Asian butterfly populations show different mimicry patterns thanks to genetic ‘switch’

Study can help scientists understand genetic differences behind phenotypes in animal kingdom

A new study by researchers at the University of Chicago and the City College of New York has identified a unique, genetic “mimicry switch” that determines whether or not male and female Elymnias hypermnestra palmflies mimic the same or different species of butterflies. The results indicate that sexual dimorphism has repeatedly emerged in different palmfly populations, and linked the trait to a gene associated with melanin localization and regulation.

Published on Jan. 13 in the journal Royal Proceedings of the Academy B, these results can help scientists start to better understand the genetics underlying phenotypic differences between males and females in the animal kingdom, investigators say.  

“Many animal species show sexual dimorphism, while others aren’t very sexually dimorphic,” said co-senior author Marcus Kronforst, a professor in the Department of Ecology and Evolution at UChicago. “In Elymnias hypermnestra, we have a weird situation within one species where nearby populations show different patterns. This is a special opportunity to get at the underlying genetics of sexual dimorphism.”

Elymnias hypermnestra butterflies, native to southeast Asia, represent an ideal model for this study due to their unusual mimicry patterns. In some populations, male and female butterflies are sexually monomorphic, meaning they resemble one another; in this case, both males and females mimic species in another genus of butterfly, Euploea, with dark-colored wings with light spots. In other populations, males and females are sexually dimorphic, and mimic two different species of butterfly —males mimic Euploea species, and females instead mimic species of Danaus, with orange-patterned wings.

In the study, the researchers collected and sequenced the genomes of 48 individual butterflies from locations across southeast Asia, from Thailand to the Spice Islands in Indonesia; some were from sexually dimorphic populations, while others were from sexually monomorphic populations.

To their surprise, genetic analysis revealed that rather than splitting neatly into two groups, sexual dimorphism arose repeatedly in different populations. “This is a really neat case of never-before-seen repeated traits; this sexual dimorphism has appeared repeatedly in these butterflies,” said first author Dee Ruttenberg, at the time an undergraduate student in the College, now a graduate student at Princeton University. “What’s more, when we look at these individual groups of sexually dimorphic butterflies, we found that one gene popped up repeatedly, and predicted if a butterfly would be monomorphic or dimorphic almost perfectly — that’s WntA.”

Questions on the material:
(1) Name every university or college mentioned in the palmfly article.
(2) Write out the part of the palmfly article between "Study can help" and "localization and regulation.", inclusive.
(3) Continue the palmfly article from where it stops.
The data that follow have nothing to do with the palmfly article.

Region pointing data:

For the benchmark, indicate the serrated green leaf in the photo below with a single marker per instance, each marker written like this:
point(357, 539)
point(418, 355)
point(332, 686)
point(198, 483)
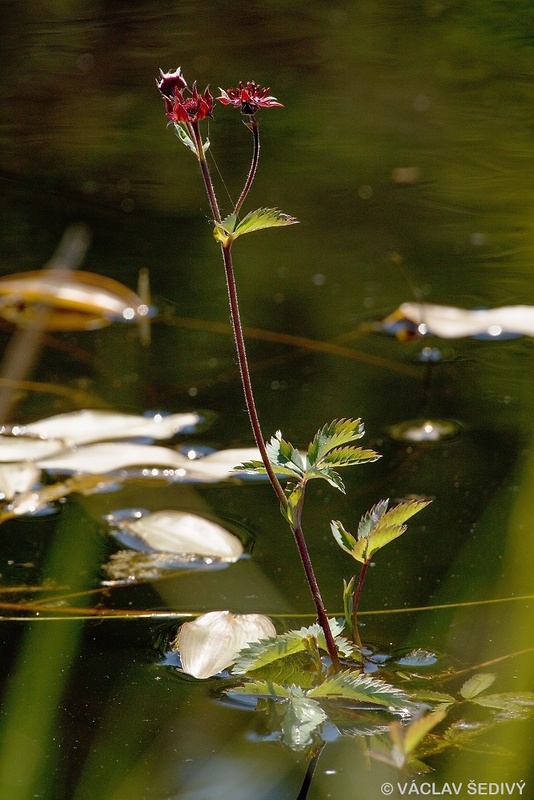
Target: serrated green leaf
point(334, 434)
point(361, 688)
point(229, 223)
point(416, 731)
point(224, 230)
point(382, 535)
point(261, 654)
point(380, 526)
point(402, 512)
point(327, 474)
point(263, 218)
point(349, 456)
point(371, 518)
point(295, 495)
point(476, 684)
point(282, 454)
point(302, 718)
point(345, 539)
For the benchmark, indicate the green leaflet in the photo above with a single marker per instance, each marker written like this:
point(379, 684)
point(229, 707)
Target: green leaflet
point(361, 688)
point(377, 528)
point(267, 651)
point(261, 654)
point(476, 684)
point(349, 456)
point(332, 435)
point(263, 218)
point(329, 449)
point(283, 455)
point(347, 541)
point(229, 228)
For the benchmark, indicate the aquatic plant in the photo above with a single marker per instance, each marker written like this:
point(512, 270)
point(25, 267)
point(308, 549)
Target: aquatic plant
point(333, 446)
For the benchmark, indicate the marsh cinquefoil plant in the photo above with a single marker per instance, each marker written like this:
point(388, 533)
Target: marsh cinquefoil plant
point(332, 448)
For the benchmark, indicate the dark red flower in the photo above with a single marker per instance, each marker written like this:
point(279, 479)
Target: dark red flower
point(248, 98)
point(171, 82)
point(180, 108)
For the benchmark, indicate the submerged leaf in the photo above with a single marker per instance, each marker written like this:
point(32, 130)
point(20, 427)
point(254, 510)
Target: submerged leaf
point(332, 435)
point(512, 705)
point(361, 688)
point(211, 642)
point(264, 653)
point(303, 717)
point(261, 689)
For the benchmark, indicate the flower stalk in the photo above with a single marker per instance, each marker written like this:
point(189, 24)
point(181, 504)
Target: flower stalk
point(187, 111)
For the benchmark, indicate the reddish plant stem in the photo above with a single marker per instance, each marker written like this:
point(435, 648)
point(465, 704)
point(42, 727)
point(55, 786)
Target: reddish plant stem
point(254, 165)
point(247, 385)
point(356, 603)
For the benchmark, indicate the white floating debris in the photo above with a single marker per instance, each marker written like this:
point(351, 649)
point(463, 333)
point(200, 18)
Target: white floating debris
point(181, 532)
point(86, 425)
point(74, 300)
point(15, 448)
point(211, 643)
point(112, 456)
point(452, 323)
point(425, 430)
point(16, 479)
point(132, 566)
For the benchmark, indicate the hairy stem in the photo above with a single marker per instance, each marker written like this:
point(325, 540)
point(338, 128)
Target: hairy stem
point(254, 165)
point(247, 384)
point(356, 603)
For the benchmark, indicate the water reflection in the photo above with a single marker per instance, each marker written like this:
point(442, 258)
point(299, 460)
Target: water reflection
point(406, 129)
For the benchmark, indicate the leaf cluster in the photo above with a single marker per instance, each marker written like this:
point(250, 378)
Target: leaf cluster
point(230, 227)
point(377, 527)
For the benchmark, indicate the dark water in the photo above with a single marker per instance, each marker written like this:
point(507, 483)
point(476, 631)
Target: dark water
point(406, 130)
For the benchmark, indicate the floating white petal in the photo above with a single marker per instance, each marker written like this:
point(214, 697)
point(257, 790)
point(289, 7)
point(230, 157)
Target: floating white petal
point(210, 643)
point(180, 532)
point(84, 426)
point(17, 478)
point(111, 456)
point(451, 323)
point(27, 448)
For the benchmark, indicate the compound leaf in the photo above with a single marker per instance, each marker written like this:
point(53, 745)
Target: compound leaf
point(262, 218)
point(334, 434)
point(476, 684)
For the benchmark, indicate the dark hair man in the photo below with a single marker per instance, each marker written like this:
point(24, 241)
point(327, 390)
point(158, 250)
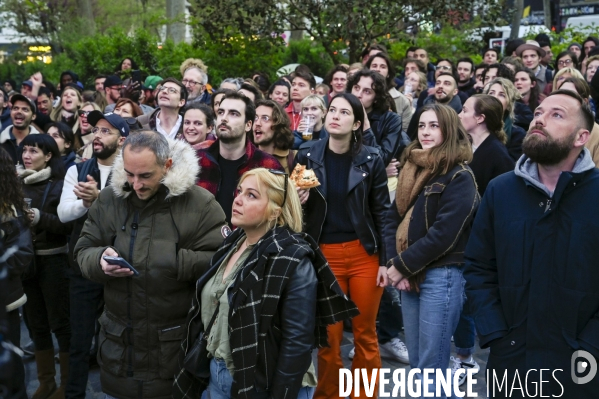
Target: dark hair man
point(167, 229)
point(465, 71)
point(171, 97)
point(272, 133)
point(82, 185)
point(5, 120)
point(195, 80)
point(22, 114)
point(531, 54)
point(150, 89)
point(99, 82)
point(112, 89)
point(302, 85)
point(232, 154)
point(531, 270)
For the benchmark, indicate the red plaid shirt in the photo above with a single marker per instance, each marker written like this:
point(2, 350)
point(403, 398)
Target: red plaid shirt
point(210, 175)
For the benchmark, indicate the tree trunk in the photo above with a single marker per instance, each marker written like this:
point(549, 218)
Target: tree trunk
point(517, 17)
point(547, 13)
point(87, 16)
point(175, 12)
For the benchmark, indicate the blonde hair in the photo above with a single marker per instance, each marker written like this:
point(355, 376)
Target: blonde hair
point(314, 99)
point(195, 63)
point(291, 212)
point(512, 93)
point(575, 73)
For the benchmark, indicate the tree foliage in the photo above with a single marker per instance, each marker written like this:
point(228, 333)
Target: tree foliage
point(334, 24)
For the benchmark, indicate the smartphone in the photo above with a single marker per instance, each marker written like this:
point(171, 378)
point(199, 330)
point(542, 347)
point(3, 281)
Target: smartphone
point(117, 260)
point(136, 76)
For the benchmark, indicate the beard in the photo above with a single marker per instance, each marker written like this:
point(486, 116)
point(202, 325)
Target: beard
point(547, 150)
point(443, 100)
point(231, 135)
point(107, 150)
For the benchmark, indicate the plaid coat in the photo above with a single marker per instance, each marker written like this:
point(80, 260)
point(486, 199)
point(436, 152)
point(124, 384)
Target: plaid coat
point(210, 175)
point(254, 299)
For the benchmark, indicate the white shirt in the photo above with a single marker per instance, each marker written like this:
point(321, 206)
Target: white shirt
point(70, 207)
point(173, 132)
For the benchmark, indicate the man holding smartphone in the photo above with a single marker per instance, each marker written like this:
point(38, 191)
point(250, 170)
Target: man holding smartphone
point(167, 228)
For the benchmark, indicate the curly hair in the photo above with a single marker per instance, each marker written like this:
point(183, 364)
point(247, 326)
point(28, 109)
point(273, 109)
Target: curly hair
point(10, 187)
point(283, 136)
point(382, 99)
point(195, 63)
point(389, 79)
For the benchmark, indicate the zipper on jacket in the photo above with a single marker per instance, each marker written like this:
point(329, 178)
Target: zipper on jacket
point(325, 212)
point(364, 214)
point(134, 227)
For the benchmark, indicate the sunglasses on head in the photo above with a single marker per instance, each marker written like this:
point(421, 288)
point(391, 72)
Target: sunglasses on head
point(281, 173)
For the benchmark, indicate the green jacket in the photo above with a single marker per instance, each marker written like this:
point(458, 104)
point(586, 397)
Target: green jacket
point(169, 242)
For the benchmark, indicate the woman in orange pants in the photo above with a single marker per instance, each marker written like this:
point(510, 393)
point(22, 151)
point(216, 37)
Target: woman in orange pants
point(345, 215)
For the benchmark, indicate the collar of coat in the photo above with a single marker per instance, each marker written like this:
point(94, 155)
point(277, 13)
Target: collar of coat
point(258, 288)
point(178, 180)
point(31, 176)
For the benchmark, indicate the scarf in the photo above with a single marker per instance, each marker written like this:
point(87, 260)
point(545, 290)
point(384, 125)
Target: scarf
point(415, 173)
point(256, 297)
point(30, 176)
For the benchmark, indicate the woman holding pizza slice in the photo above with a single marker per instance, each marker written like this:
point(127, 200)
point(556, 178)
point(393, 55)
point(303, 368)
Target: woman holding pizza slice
point(345, 215)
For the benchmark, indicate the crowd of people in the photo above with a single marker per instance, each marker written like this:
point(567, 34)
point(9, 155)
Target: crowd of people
point(152, 226)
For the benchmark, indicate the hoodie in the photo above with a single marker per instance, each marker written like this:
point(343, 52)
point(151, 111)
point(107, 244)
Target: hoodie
point(529, 171)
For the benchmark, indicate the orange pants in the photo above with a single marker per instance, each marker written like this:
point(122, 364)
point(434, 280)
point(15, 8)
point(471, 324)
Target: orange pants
point(357, 271)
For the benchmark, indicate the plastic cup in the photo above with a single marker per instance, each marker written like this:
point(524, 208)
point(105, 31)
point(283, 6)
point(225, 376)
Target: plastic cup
point(308, 121)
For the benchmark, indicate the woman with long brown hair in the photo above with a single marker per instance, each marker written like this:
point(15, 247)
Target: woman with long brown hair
point(426, 231)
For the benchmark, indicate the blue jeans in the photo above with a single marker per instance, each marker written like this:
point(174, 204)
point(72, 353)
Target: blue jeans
point(221, 380)
point(464, 334)
point(390, 321)
point(431, 316)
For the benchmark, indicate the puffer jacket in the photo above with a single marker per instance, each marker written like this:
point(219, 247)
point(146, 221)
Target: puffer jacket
point(169, 240)
point(49, 233)
point(367, 197)
point(15, 238)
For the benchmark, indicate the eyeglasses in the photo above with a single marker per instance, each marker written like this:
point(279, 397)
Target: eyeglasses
point(263, 118)
point(170, 90)
point(280, 173)
point(191, 83)
point(102, 130)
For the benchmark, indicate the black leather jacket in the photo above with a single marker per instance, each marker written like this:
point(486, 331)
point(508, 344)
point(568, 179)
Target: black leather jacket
point(386, 128)
point(367, 198)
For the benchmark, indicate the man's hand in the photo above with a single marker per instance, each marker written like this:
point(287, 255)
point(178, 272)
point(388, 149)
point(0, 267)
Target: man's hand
point(87, 191)
point(131, 90)
point(381, 277)
point(392, 168)
point(37, 79)
point(113, 270)
point(303, 194)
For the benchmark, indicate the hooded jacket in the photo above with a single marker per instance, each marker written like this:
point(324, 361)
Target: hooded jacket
point(17, 252)
point(531, 273)
point(9, 143)
point(169, 240)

Exercise responses:
(1)
University of Chicago
City College of New York
Princeton University

(2)
Study can help scientists understand genetic differences behind phenotypes in animal kingdom

A new study by researchers at the University of Chicago and the City College of New York has identified a unique, genetic “mimicry switch” that determines whether or not male and female Elymnias hypermnestra palmflies mimic the same or different species of butterflies. The results indicate that sexual dimorphism has repeatedly emerged in different palmfly populations, and linked the trait to a gene associated with melanin localization and regulation.

(3)
Important in a wide range of similar butterfly species and associated with melanin localization and regulation, the research team called WntA a “smoking gun” — the gene is well known for being involved in pigmentation in butterflies, and now appears to be regulating the transition between sexual dimorphism and monomorphism. The benefit is that individual populations of the butterfly can rapidly and easily “flip the switch” based on local pressures.

“We identified two key base pairs in a region of DNA that seems to be associated with regulating the activity of WntA,” said co-senior author David Lohman, an associate professor of biology at City Colleges of New York. “It seems like there are a fairly small number of genetic changes that contribute to this difference in female form, and it’s likely that this represents an example of gene reuse. The genetic machinery to make an orange wing or black wing didn’t evolve de novo but rather those sets of genes are turned on and off depending on the population. It really is like a mimicry switch.”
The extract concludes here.